▶ **Exercise directions**
Please transcribe the entries that follow exactly as they stand, skipping each picture.

▶ **Records for this exercise**
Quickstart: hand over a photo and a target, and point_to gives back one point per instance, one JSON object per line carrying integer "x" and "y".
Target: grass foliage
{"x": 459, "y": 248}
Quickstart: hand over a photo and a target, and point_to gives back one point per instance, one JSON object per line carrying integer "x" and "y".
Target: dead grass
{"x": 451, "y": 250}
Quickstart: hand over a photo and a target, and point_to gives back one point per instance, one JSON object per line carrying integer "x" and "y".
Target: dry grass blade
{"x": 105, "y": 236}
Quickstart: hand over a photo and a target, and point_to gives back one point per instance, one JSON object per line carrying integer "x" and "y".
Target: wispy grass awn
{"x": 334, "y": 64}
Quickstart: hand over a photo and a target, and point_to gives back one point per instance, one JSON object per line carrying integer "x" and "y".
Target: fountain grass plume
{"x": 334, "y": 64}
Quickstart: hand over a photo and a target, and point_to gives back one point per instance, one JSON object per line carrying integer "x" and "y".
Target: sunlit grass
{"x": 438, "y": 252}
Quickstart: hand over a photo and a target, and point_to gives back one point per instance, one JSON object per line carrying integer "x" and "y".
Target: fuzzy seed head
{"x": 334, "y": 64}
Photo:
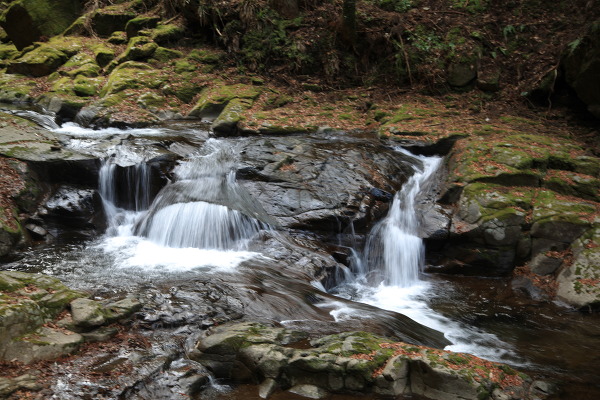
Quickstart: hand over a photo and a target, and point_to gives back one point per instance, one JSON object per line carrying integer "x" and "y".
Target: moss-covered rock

▶ **Exercise output**
Quickstart: hand over a photo and a target, and point_to gives back one point per instance, one JSON object per line carrying integer "x" and "y".
Target: grass foliage
{"x": 459, "y": 248}
Quickstart: hand over a photo and a target, and point_to gives back one point per instance, one JSON object per line carrying integer "x" and "y".
Target: dead grass
{"x": 451, "y": 250}
Quickstart: hand over a photo and a target, and point_to gives back one point per instance, one JSON object per line carrying integer "x" and "y".
Target: dry grass blade
{"x": 105, "y": 236}
Quickstart: hand over a photo and a target, and point_to gives back one point per instance, one JSON object per line carrying integer "x" and "y".
Target: wispy grass awn
{"x": 334, "y": 64}
Quickstart: hand over a photo and a target, and point_to gives back one point per instance, one JSON object per line carrying integer "x" and "y".
Target: fountain grass plume
{"x": 334, "y": 64}
Quickstart: hand over a photo and a target, and point_to gives back one point per instance, one JSON object per line carrying integer "x" and "y".
Target: sunlit grass
{"x": 438, "y": 252}
Quickstart: hand over a photo and a target, and point_to gives back one point per instance, one JSON object per line carrying integer "x" and "y".
Target: fuzzy seed head
{"x": 334, "y": 64}
Photo:
Quickstart: hand over a photo and a target, and point_to gives back one point per instance, one JSON object per line carrying integer "x" and "y".
Target: moss-covered rock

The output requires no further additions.